While I am NO WHERE near a concrete materials expert (you put water in
concrete right? <grin>), I do believe that there is an issue with concrete
when it relates to sulfates.  I don't believe concrete would have problem
with good old regular sulfur (which I believe would be rather inert...at
least relatively speaking).  Thus, when you do sulfur caps for cylinder
testing there is no problem.

Besides, I believe the issue better sulfates and concrete is a long term
issue.  If so, then the short period of time that a sulfur cap in placed
on a concrete cylinder would not affect it (caps are generally done with a
rather short period of time relative to the time the cylinder will be
crushed...at least that was the case when I did my cylinder tests while
doing research in grad school).

━━━

### To-do list
a - List each material or substance named in the post about sulfur caps on concrete cylinders.
b - Please format the lines of the listing as a numbered list, from the line with "point: damp wood" up to and including the last line of the listing, leaving out any blank lines.

━━━

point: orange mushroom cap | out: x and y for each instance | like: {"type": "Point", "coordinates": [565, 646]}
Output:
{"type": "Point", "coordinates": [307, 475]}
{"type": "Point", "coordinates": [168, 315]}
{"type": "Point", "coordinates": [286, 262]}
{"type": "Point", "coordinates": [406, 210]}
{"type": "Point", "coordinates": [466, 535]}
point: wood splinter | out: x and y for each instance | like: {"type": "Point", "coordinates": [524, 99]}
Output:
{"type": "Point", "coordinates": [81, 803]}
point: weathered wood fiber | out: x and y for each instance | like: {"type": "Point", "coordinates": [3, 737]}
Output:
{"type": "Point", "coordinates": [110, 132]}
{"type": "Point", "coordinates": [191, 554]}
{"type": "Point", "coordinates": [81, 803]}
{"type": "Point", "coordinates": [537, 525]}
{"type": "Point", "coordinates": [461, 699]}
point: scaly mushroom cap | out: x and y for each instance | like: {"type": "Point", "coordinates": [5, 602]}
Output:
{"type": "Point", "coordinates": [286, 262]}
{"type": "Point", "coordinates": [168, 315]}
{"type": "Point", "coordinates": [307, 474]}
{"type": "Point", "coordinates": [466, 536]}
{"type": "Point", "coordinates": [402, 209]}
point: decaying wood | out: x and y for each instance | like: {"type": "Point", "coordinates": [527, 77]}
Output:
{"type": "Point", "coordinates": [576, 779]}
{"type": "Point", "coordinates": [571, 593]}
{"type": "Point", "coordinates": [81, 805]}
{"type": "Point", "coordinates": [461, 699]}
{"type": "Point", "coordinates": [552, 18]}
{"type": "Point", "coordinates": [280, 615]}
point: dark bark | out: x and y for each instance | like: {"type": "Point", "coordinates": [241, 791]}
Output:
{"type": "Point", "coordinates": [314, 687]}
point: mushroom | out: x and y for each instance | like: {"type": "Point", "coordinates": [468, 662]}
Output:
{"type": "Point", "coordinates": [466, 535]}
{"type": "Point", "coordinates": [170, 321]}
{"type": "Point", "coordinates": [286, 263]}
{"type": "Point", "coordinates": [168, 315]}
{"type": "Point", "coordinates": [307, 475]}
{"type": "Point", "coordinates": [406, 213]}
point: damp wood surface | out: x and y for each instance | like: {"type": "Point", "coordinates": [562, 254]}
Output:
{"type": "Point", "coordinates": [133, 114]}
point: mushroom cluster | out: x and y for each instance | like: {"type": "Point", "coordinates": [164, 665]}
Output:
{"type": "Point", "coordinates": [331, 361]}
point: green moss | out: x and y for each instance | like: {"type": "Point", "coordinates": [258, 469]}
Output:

━━━

### Solutions
a - water, concrete, sulfates, sulfur

b -
1. point: damp wood surface | out: x and y for each instance | like: {"type": "Point", "coordinates": [562, 254]}
2. Output:
3. {"type": "Point", "coordinates": [133, 114]}
4. point: mushroom cluster | out: x and y for each instance | like: {"type": "Point", "coordinates": [164, 665]}
5. Output:
6. {"type": "Point", "coordinates": [331, 361]}
7. point: green moss | out: x and y for each instance | like: {"type": "Point", "coordinates": [258, 469]}
8. Output:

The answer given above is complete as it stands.